Stored items:
---
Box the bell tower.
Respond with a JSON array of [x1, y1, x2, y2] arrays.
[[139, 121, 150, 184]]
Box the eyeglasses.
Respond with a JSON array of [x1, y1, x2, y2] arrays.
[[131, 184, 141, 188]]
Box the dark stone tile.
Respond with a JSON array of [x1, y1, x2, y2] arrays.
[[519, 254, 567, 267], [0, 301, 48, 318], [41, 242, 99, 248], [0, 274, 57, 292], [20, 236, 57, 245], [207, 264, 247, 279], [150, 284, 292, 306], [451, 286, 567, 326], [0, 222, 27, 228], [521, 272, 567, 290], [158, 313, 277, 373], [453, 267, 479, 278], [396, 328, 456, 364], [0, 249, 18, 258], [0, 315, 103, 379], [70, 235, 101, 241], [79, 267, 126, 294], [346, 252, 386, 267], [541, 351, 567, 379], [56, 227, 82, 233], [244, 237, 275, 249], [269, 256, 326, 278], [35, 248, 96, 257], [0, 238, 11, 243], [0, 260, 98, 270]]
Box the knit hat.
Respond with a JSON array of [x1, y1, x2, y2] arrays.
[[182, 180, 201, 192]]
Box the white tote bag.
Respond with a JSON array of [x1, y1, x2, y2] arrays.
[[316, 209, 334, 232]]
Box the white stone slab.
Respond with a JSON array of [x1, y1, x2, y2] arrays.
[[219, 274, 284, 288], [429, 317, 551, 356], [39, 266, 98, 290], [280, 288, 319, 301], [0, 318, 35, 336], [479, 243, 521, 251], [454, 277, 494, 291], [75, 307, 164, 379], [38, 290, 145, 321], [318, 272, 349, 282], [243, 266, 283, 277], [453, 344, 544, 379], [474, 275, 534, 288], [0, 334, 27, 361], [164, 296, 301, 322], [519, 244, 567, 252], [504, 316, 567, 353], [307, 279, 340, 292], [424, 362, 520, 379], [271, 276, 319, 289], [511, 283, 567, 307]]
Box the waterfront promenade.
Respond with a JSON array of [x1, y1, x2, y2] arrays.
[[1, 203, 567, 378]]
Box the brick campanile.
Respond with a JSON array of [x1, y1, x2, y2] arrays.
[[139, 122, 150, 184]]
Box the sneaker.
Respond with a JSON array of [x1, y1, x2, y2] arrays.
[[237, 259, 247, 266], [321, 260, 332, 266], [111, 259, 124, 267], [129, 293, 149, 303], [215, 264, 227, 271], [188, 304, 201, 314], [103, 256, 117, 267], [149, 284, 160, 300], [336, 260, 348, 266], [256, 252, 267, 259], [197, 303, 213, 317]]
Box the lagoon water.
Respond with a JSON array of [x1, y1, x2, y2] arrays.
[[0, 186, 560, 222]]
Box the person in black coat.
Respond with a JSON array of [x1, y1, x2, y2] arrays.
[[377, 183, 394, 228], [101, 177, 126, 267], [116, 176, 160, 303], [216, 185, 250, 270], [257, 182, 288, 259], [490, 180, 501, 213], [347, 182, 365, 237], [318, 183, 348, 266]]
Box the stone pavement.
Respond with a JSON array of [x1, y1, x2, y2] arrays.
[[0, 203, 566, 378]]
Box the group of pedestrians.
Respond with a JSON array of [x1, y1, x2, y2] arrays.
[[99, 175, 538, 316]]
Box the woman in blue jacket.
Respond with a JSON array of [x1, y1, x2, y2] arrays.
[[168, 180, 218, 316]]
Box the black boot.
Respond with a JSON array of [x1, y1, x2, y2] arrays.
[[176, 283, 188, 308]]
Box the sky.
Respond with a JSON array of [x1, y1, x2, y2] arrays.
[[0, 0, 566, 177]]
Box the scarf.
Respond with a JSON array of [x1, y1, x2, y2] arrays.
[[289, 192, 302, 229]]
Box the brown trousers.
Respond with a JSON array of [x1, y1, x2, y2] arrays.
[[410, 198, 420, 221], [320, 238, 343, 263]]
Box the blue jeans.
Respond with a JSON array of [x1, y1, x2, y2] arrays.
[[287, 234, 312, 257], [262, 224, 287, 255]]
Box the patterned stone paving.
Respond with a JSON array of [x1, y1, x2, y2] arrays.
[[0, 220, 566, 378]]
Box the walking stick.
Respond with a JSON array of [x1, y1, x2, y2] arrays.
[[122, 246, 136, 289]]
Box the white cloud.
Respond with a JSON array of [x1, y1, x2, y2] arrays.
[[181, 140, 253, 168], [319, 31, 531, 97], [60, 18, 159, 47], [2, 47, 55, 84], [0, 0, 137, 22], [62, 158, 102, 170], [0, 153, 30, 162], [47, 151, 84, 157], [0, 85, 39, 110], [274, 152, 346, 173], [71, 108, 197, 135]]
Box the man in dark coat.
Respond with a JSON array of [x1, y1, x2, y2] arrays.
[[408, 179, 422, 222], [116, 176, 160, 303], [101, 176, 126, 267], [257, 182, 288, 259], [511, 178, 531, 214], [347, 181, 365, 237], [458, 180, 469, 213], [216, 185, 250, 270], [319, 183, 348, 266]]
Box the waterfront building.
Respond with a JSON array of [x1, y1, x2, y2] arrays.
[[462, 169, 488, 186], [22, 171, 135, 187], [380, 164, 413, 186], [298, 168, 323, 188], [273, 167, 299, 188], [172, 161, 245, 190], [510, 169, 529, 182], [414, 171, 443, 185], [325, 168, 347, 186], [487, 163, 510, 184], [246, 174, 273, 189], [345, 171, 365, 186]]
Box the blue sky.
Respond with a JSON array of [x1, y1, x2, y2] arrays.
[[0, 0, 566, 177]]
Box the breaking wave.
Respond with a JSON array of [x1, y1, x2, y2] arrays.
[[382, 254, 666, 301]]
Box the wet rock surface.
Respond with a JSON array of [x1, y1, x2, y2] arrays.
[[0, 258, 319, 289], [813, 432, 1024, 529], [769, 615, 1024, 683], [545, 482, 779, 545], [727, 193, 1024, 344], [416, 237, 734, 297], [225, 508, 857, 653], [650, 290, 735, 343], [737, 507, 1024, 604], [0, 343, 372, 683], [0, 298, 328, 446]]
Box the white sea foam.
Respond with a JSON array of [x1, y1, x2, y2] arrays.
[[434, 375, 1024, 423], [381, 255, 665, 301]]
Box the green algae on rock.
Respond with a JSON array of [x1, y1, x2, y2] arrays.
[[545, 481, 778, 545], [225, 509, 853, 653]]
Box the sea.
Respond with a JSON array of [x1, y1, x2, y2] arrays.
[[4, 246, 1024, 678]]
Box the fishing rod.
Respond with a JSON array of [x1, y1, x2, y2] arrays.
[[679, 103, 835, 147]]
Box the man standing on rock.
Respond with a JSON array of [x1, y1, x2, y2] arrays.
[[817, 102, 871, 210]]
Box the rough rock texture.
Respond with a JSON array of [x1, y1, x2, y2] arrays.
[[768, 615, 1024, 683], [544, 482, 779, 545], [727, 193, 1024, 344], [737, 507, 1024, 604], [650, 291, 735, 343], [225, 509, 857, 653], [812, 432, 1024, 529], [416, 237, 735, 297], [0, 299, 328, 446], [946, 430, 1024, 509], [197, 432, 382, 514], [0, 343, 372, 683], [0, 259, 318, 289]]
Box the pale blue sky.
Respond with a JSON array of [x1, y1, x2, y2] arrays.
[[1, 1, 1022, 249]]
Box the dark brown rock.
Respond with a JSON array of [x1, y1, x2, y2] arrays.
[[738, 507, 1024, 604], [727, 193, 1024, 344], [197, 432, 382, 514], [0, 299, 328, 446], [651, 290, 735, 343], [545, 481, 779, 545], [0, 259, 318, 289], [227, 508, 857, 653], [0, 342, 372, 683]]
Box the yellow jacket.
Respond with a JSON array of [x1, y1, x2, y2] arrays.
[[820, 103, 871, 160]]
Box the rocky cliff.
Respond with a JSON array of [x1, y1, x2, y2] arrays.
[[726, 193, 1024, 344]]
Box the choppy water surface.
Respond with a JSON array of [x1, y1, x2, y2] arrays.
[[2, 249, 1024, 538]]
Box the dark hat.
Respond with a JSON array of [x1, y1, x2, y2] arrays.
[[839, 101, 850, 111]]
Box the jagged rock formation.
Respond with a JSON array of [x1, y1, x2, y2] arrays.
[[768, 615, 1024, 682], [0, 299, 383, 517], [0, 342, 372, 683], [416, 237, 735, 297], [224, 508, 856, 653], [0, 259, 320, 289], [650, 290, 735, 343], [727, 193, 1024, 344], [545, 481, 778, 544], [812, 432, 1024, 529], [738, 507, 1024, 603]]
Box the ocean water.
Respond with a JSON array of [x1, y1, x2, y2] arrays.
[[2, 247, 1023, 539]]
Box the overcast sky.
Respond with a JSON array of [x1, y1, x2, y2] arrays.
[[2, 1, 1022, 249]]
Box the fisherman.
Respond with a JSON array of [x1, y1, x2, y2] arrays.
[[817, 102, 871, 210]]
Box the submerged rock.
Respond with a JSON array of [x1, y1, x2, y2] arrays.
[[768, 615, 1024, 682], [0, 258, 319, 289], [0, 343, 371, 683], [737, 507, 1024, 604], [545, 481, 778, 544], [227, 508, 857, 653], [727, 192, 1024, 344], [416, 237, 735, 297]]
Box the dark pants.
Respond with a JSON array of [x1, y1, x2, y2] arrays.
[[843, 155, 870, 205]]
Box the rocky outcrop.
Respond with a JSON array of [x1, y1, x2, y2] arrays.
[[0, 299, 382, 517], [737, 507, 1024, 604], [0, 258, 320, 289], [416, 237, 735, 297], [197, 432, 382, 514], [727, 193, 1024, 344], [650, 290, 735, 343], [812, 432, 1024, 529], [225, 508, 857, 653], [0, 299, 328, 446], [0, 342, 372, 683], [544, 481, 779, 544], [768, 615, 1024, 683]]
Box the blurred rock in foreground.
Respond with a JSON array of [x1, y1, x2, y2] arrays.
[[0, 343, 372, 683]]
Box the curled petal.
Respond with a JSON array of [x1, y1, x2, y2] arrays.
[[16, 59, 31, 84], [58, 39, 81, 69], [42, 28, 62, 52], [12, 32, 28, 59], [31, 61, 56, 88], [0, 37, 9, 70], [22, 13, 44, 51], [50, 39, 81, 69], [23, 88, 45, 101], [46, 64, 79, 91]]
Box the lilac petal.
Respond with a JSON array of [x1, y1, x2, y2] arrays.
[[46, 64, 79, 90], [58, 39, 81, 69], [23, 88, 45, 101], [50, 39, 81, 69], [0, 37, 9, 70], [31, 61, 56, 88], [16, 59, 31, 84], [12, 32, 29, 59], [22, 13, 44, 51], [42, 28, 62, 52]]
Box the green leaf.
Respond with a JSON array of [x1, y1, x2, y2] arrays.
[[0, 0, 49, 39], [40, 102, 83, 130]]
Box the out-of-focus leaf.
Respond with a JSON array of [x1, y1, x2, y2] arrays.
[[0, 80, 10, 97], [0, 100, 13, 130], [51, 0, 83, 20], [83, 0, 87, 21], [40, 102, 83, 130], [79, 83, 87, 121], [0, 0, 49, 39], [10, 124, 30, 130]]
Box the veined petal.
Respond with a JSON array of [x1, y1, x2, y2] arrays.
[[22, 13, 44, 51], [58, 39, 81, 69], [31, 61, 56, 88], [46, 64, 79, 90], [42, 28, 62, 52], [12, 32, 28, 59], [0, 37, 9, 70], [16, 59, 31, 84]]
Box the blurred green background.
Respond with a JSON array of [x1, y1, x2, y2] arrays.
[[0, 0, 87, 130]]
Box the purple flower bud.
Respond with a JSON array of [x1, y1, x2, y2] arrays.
---
### ASSIGNMENT
Where in the entries does the word "blue" occur? Copy out each line that has it.

### YOUR RESPONSE
Box the woman in blue jacket.
Box the blue jeans.
Box the blue sky.
Box the pale blue sky.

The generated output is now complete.